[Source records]
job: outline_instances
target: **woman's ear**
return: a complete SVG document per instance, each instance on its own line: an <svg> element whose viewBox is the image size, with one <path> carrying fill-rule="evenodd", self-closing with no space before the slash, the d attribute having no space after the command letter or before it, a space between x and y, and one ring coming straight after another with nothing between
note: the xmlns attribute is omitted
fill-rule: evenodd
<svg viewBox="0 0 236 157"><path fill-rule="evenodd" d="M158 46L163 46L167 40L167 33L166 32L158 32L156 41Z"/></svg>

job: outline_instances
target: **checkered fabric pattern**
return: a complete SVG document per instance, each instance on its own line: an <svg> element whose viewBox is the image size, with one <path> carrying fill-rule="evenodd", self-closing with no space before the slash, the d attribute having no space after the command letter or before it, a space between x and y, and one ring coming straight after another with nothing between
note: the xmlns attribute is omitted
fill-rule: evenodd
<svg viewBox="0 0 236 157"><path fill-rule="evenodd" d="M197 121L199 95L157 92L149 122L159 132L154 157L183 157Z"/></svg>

---

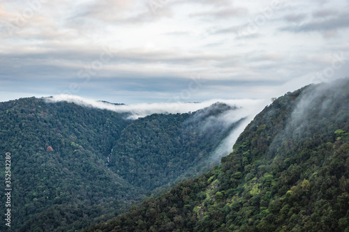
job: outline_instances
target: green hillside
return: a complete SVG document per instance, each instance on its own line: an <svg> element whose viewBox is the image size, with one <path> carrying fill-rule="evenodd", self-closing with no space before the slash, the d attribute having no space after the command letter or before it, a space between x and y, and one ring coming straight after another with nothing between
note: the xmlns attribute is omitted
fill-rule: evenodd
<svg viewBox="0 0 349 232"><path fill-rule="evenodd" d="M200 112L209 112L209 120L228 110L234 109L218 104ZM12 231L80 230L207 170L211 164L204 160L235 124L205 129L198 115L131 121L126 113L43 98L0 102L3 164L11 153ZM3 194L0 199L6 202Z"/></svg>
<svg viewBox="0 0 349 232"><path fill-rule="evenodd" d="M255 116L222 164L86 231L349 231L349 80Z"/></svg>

* * *

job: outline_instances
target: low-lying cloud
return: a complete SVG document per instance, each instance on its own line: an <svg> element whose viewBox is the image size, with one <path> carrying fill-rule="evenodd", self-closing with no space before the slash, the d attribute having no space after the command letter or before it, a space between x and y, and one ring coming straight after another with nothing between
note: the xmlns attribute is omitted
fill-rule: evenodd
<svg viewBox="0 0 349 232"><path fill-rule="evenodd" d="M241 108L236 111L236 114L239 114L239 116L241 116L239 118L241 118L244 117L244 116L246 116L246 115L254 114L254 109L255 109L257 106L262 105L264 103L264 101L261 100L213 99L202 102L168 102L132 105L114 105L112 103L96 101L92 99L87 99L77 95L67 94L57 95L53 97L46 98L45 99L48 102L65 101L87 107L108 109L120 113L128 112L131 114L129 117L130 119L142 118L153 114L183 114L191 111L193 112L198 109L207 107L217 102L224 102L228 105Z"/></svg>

To be done :: Return every line of the listing above that contains the string "target". Matching is case-sensitive.

Full solution ::
target: **woman's ear**
target: **checkered fabric pattern**
target: green hillside
target: low-lying cloud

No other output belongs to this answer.